• [Text shown]
>>>

Federal lawmakers might also consider limiting the number of guns an individual can buy. In California, for example, a person can only buy one handgun a month.
The ATF should be held accountable for Fast and Furious, but Congress and the White House are responsible for letting the agency drift, and for failing to adopt sensible laws to prevent mass straw purchases.
The editorial board for the Washington Post must have had a conference call with the editorial board of the LA Times.
THE GUN RIGHTS lobby has spent considerable time and energy in pursuit of one goal: crippling the Bureau of Alcohol, Tobacco, Firearms and Explosives (ATF). It has largely succeeded — and with dire consequences.
Concerned to the point of paranoia about the erosion of the constitutional right to keep and bear arms, the National Rifle Association and far too many lawmakers have fought against virtually every proposal to empower the bureau to better track and crack down on illegal firearms. They have won reductions in the ATF’s already meager budget. They have restricted the bureau’s ability to share information with other law enforcement agencies. They have kept the bureau rudderless for the past six years by blocking confirmation of new directors. And they continue to fight new rules that would allow the bureau to track bulk sales of long guns that have played a major role in the drug-fueled violence in Mexico.
Now, the very critics who have tied the bureau’s hands are expressing outrage over a novel, and we would agree questionable, ATF operation intended to curb gun smuggling into Mexico.
[ … ]
Lawmakers should give the ATF the tools it needs to fight illegal gun trafficking. They should enact stronger penalties for straw purchases and craft a federal gun-smuggling statute; close the gun-show loophole, which allows buyers under certain circumstances to purchase weapons without a background check; resuscitate the ban on assault weapons; and give the ATF the authority to collect data on multiple sales of long guns in border states. The Senate should move quickly to confirm a director for the long-leaderless bureau.
So according to the LA Times and the Washington Post, the problem is the NRA and the fight to protect second amendment rights, and the remedy is to close a gun show loophole through which the Mexican drug cartels do not purchase firearms, and enact stronger penalties for the very illegality in which the ATF was themselves engaged.
Sounds a bit like Senator Feinstein’s talking points, no? And it also sounds a bit like the Justice Department fed them this perspective, just like they fed the Washington Post incorrect information on Congressional knowledge of Project Gunrunner.
On June 28, 2011 at 10:39 am, Warbucks said:
Small arms seem to be fungible commodities, much like oil, and electricity. Further, it is also well known for its ease of entry as a pop-up cottage industry everywhere there is a market. It simply is not hard to copy designs and mass produce.
The entire capitalization of Smith & Wesson holding company is only about $400-million. Most small arm specialists are even smaller.
There appears to be no way to cut off small arms flowing into drug cartel controlled areas short of a full scale invasion. I’ve seen competent gun smiths operate from garages and do rather amazing work. How much more does it take to make 10 in stead of one?
All this seems to point to my thesis that the real problem isn’t guns, it’s profit margins on the illegal drug trade industry. Our drug laws are not working at any level. Drugs need to be legalized and distributed and taxed much like medicine and alcohol.

<<<

• [Given data]

>>>

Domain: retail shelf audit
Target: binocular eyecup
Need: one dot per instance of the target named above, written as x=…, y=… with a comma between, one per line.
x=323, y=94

<<<

• [What the task requires] Reproduce the piece on the ATF verbatim from "There appears to" to "stead of one?". The listing comes from a separate source and is unrelated to the piece on the ATF.

• [Exercise response]
There appears to be no way to cut off small arms flowing into drug cartel controlled areas short of a full scale invasion. I’ve seen competent gun smiths operate from garages and do rather amazing work. How much more does it take to make 10 in stead of one?